• _DATASET EXTRACT_
+++

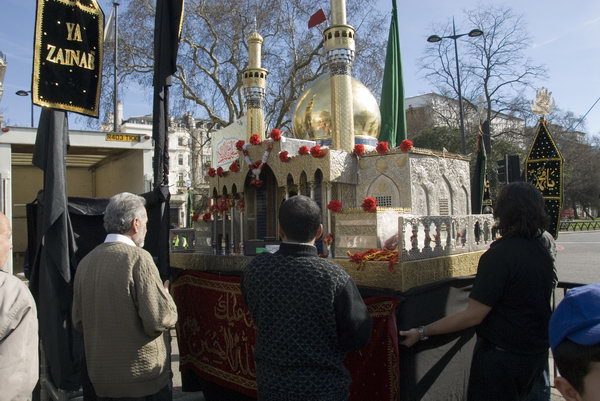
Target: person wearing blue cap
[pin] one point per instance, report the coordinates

+++

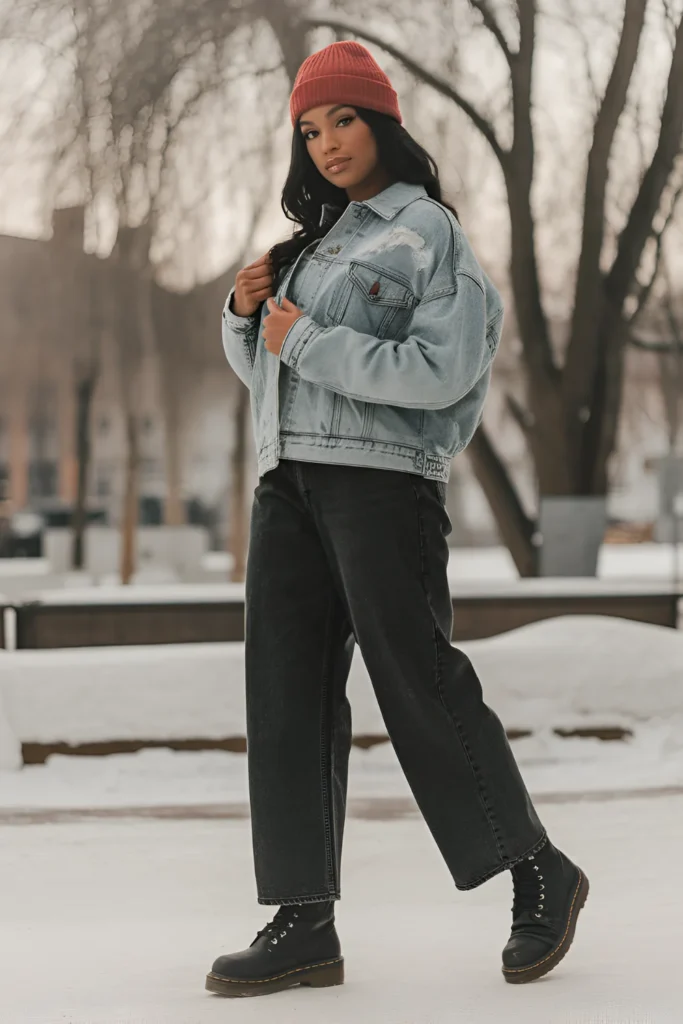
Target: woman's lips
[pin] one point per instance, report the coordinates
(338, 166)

+++

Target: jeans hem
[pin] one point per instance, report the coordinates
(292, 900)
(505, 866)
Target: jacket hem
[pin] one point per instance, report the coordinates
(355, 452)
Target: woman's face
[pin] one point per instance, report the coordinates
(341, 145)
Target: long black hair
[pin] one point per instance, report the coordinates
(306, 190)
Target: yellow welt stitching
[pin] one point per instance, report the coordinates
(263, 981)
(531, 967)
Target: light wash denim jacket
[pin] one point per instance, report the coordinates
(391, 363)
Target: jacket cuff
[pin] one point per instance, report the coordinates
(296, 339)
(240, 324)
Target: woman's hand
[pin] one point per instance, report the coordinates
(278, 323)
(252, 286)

+++

• _WHAT THE TASK ASKS_
For each line above that holds the string "jacket", provide a copy of that line.

• _OUTPUT_
Target: jacket hem
Target: light wash denim jacket
Target: jacket cuff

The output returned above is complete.